What is required
Everything from the line containing "Where can the gray" to the final line of the records below should be given again exactly, and nothing else.

Input material
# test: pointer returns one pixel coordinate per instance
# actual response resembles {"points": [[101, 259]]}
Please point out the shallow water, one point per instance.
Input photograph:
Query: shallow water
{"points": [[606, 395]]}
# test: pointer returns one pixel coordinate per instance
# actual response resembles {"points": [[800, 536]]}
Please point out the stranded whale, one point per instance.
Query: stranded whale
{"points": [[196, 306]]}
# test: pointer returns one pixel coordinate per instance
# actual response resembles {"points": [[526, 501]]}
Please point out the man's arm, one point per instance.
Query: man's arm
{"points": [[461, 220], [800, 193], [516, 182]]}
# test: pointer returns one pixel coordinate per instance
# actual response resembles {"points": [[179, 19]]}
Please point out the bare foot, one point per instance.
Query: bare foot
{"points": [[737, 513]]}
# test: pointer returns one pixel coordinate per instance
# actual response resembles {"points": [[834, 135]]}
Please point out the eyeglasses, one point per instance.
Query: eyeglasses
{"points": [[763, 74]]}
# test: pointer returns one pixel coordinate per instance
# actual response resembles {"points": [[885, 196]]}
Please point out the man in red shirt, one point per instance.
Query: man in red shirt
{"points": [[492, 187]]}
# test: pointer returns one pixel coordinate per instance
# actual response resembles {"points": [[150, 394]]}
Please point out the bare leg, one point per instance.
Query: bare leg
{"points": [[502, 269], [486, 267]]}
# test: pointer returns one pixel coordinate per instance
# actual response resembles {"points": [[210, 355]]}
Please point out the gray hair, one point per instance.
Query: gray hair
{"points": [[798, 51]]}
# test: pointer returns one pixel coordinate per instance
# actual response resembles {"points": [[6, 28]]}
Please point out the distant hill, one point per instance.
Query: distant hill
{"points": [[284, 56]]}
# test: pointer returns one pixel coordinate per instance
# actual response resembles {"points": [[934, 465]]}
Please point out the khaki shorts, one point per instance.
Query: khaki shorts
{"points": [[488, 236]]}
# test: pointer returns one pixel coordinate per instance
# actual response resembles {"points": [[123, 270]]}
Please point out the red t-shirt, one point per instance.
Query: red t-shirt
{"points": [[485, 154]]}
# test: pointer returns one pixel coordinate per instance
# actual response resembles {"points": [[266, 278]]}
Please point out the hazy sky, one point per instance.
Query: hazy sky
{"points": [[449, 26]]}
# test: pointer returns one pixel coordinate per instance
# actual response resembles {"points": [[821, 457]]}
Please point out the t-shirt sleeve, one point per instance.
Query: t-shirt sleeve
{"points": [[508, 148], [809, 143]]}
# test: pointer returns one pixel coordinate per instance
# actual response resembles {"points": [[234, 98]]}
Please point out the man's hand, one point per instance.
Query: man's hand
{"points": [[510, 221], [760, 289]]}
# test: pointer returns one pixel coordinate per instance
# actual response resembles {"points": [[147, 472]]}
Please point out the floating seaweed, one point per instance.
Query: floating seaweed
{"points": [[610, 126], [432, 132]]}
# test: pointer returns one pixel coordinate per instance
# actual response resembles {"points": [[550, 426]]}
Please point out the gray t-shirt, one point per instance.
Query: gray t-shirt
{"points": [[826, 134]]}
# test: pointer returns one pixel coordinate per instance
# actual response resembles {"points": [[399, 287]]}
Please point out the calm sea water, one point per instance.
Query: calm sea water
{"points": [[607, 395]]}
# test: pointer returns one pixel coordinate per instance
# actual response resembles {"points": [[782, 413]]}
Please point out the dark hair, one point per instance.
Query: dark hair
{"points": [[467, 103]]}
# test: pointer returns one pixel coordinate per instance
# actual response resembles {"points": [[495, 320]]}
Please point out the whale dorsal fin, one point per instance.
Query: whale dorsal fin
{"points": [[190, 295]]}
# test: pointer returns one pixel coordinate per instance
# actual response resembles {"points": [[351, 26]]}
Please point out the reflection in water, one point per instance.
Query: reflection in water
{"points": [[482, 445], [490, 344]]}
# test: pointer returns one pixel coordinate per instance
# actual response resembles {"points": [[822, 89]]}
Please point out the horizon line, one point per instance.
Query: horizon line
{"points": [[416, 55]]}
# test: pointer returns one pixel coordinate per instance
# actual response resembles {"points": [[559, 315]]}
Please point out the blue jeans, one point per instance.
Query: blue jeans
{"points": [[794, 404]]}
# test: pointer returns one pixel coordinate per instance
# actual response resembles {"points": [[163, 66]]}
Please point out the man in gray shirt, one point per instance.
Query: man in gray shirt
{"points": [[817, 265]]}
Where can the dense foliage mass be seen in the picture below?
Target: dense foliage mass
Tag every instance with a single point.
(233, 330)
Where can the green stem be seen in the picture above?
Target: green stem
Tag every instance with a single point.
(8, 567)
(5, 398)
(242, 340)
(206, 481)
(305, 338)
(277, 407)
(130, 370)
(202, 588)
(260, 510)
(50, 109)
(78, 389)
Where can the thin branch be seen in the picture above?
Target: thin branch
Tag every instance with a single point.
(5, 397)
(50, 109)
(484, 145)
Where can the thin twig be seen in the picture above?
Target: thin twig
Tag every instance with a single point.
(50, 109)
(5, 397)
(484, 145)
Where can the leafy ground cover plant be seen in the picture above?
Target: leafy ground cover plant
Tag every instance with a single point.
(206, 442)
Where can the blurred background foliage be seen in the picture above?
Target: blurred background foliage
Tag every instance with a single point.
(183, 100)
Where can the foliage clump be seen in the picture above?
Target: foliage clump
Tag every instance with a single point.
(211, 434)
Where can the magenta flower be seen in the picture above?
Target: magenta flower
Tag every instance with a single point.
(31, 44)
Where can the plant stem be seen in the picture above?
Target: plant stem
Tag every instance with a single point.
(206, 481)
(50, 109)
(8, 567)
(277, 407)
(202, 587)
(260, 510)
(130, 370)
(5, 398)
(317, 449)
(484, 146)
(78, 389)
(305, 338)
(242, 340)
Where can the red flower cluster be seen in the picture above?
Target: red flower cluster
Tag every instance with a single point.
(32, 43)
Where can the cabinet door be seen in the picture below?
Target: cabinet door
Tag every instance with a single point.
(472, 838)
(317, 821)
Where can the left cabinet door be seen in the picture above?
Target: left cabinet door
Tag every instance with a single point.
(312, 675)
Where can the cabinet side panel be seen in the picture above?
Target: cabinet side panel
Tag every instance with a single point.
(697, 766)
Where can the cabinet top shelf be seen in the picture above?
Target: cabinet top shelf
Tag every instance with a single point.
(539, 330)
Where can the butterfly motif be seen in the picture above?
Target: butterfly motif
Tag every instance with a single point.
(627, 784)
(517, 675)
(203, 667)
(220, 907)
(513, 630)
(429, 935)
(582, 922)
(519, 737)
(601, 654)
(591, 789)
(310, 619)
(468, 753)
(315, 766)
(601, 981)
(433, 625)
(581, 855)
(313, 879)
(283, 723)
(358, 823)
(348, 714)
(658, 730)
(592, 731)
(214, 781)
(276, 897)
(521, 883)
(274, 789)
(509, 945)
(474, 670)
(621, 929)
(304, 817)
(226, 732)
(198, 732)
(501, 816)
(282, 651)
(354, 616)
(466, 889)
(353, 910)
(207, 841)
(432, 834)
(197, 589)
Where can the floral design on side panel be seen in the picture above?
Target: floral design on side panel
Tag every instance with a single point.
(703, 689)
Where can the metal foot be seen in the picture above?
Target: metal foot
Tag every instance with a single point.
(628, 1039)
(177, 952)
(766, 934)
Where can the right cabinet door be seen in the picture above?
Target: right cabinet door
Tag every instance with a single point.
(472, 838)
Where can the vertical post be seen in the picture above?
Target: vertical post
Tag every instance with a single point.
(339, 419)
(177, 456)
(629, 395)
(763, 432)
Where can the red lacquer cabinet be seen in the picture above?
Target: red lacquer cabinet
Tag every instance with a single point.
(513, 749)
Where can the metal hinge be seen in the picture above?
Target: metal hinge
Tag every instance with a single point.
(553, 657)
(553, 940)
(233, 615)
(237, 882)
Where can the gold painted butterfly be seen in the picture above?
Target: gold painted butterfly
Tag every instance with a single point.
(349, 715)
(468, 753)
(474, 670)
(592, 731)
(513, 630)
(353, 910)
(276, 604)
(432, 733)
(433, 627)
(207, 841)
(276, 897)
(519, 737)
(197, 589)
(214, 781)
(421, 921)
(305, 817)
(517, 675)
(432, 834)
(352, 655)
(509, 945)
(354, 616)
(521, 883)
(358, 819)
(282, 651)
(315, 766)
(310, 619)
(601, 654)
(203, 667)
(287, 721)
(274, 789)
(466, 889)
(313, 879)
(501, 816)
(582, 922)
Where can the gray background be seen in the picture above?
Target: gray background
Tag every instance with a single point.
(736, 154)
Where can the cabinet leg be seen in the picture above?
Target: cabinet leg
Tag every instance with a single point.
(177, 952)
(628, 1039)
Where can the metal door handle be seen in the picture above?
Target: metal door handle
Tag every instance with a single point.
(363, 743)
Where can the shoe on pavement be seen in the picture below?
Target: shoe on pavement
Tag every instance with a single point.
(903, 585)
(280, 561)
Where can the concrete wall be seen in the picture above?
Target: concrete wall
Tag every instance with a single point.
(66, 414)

Worked solution
Where can the gray background be seen in the picture above?
Target: gray background
Tag every instance with a single point.
(736, 154)
Where can the cabinet leg be seen in the picture above?
Target: cabinet leg
Tag every instance with a single point.
(177, 952)
(628, 1039)
Where can the metal door handle be seen in the picture above?
Target: metal door handle
Tag every instance with a single point.
(363, 743)
Where can the shoe on pavement be seen in the picture below?
Target: shoe on pavement
Tag every instance with a single point.
(903, 585)
(280, 561)
Where can the concrete wall be seen in the picture above?
Target: concrete wall
Tag every instance with a single point.
(66, 414)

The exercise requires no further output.